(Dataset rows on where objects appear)
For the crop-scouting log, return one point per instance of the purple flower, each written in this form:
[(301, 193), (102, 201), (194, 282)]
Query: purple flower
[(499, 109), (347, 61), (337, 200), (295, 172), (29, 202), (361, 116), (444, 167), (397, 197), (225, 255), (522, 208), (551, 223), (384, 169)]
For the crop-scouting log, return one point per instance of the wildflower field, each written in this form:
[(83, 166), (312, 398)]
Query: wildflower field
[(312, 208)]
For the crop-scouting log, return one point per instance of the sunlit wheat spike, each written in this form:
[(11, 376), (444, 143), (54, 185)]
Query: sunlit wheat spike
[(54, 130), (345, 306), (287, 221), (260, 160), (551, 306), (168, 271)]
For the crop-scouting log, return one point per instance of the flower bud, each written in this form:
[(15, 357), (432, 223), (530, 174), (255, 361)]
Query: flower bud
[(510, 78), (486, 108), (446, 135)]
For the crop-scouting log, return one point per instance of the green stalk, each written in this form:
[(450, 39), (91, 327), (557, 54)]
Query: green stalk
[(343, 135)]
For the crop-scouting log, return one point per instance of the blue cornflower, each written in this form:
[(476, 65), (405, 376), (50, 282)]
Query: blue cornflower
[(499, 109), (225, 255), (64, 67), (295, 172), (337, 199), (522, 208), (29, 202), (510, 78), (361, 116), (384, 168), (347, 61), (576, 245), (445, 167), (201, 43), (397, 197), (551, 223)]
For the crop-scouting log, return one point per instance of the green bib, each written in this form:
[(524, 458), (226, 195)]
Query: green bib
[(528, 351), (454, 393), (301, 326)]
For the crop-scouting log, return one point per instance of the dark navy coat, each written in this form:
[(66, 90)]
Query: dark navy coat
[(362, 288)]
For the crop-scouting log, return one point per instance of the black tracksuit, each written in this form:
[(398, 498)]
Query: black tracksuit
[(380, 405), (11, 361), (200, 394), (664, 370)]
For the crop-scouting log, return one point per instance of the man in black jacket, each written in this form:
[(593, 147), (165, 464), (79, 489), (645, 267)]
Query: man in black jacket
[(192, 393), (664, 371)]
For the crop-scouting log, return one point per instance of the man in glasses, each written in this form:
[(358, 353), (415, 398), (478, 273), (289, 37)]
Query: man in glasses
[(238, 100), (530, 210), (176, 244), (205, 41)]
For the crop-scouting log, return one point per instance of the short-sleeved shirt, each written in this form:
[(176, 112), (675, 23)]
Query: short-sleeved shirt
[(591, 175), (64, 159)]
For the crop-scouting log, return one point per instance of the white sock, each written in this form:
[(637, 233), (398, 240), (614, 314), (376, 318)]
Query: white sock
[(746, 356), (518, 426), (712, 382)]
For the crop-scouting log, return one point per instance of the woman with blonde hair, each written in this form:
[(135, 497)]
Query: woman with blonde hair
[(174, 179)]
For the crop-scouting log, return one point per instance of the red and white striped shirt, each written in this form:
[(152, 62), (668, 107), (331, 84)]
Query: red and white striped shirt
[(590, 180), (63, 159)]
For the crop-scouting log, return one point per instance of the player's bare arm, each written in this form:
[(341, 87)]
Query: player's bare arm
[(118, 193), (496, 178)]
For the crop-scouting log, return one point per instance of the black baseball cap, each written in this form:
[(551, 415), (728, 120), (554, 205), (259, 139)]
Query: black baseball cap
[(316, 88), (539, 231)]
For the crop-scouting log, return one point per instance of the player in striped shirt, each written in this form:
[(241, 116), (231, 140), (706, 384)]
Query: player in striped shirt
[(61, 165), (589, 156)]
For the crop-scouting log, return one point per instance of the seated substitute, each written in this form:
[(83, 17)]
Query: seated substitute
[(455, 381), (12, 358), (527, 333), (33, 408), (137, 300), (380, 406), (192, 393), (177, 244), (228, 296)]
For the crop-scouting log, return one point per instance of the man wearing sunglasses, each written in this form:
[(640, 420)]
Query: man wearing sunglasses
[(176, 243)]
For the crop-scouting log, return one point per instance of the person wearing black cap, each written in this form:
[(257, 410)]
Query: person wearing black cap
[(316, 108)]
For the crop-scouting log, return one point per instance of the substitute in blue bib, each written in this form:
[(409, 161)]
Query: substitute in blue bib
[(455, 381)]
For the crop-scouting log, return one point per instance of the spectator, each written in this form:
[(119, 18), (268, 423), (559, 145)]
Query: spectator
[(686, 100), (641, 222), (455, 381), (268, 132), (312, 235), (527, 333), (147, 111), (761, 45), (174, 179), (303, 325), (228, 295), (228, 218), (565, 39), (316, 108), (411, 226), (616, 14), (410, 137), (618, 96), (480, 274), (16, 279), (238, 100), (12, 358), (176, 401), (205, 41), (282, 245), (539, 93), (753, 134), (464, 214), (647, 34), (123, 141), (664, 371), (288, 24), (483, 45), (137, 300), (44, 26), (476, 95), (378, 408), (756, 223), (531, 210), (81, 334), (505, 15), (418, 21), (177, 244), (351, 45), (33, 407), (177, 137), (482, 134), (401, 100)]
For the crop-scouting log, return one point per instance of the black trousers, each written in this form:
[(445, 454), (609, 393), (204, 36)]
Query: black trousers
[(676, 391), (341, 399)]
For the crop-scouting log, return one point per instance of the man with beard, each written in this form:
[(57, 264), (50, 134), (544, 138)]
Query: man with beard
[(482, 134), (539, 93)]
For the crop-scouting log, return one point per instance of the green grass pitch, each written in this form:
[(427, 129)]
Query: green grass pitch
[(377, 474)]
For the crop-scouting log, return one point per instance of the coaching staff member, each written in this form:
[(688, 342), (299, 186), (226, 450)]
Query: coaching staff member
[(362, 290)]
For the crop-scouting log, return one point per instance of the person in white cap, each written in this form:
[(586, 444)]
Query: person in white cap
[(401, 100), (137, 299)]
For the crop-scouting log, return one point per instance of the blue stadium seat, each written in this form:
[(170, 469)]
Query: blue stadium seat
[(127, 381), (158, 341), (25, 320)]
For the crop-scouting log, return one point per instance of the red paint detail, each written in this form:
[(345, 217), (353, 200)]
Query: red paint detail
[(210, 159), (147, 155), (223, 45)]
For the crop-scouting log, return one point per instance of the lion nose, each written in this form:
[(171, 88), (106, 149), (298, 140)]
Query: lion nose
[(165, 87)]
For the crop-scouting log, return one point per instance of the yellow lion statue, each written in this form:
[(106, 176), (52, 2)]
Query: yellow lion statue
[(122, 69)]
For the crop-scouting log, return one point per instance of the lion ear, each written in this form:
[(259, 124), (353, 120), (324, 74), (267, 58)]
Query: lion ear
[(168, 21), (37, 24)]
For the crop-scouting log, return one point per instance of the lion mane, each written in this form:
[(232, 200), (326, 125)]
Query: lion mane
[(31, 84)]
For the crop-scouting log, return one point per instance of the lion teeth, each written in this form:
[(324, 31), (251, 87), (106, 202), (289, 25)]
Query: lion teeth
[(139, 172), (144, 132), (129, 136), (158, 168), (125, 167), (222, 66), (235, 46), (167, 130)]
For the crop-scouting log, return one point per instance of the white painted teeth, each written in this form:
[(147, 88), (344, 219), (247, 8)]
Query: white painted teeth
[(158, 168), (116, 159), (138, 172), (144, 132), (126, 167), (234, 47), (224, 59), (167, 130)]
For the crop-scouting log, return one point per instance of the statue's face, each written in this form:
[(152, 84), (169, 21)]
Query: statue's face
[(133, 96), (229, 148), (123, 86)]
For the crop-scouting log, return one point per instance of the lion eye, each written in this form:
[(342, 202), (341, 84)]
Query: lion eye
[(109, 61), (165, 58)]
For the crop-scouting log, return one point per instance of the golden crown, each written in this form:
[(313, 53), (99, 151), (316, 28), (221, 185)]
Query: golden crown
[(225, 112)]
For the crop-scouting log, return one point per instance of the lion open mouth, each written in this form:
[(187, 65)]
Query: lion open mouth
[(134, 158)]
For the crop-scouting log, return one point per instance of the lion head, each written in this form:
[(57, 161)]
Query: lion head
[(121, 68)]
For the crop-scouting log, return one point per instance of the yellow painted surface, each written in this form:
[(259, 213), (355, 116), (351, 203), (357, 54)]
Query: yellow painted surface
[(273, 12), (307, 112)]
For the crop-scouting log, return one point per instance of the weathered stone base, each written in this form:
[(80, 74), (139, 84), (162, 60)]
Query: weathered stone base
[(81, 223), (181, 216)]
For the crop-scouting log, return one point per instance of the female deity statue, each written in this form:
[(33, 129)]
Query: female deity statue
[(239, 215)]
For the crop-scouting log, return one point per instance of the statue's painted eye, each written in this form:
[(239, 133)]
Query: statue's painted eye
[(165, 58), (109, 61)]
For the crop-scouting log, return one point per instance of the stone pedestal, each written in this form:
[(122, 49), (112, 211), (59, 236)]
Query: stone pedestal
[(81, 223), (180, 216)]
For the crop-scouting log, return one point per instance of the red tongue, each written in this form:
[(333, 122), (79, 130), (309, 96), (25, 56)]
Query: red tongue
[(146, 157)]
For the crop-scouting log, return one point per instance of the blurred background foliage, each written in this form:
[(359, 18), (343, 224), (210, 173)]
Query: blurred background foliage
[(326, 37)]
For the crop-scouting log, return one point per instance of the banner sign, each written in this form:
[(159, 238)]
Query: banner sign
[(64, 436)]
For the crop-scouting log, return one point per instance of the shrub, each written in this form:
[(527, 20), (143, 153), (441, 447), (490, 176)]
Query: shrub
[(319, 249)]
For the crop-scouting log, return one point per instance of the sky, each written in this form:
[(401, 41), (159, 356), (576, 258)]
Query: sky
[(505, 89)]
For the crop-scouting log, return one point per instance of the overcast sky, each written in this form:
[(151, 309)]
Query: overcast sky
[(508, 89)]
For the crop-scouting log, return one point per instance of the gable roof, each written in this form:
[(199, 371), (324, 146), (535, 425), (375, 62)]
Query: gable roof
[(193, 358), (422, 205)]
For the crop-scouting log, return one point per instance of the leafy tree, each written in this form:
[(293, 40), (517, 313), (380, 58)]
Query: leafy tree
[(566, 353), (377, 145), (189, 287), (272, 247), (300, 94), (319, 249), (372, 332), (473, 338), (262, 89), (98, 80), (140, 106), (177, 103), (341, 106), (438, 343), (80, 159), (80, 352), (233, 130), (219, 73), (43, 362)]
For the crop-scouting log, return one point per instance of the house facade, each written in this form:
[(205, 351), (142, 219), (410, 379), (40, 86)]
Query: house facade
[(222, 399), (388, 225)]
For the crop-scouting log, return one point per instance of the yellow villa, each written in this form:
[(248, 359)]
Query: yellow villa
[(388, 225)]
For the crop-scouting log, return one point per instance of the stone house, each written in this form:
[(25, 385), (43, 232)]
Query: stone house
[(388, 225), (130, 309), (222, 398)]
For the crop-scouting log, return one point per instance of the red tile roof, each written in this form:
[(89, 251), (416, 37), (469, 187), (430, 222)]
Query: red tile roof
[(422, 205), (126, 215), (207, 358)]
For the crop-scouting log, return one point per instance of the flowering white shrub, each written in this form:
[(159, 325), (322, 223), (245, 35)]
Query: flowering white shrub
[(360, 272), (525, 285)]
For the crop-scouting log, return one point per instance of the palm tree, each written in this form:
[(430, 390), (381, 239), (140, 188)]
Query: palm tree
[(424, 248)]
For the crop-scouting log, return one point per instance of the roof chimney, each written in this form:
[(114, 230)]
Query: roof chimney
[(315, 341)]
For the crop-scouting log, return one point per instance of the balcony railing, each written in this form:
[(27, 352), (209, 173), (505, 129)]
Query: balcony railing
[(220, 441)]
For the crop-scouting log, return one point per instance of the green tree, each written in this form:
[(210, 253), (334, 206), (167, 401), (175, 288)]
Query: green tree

## [TO BE DONE]
Retype the data word for word, from its first line through the line containing "[(343, 135)]", with both of those lines included.

## [SOLUTION FOR THIS EXERCISE]
For the crop-scouting log, return one point per instance of the purple flower, each written in this form:
[(301, 193), (102, 201), (194, 282)]
Query: purple flower
[(499, 109), (347, 61), (337, 200), (295, 172), (29, 202), (361, 116), (444, 167), (397, 197), (225, 255), (522, 208), (551, 223), (384, 169)]
For the crop-scouting log, return one point per instance of the wildflower field, each written in this form:
[(83, 166), (312, 398)]
Query: wildflower field
[(312, 208)]
For the crop-scouting log, return one point per instance of the sunlit wheat spike, each written in this form:
[(11, 376), (444, 143), (54, 185)]
Query: sunlit wheat spike
[(54, 130), (345, 306), (287, 221), (260, 160), (551, 306), (168, 271)]
For the crop-scouting log, return one point per instance of the flower bud, each written in this form:
[(15, 357), (432, 223), (530, 174), (255, 361)]
Query: flower bud
[(510, 78), (486, 108), (446, 135)]
For the crop-scouting log, return one point per instance of the green stalk, each written in this form:
[(450, 39), (91, 327), (557, 54)]
Query: green stalk
[(343, 135)]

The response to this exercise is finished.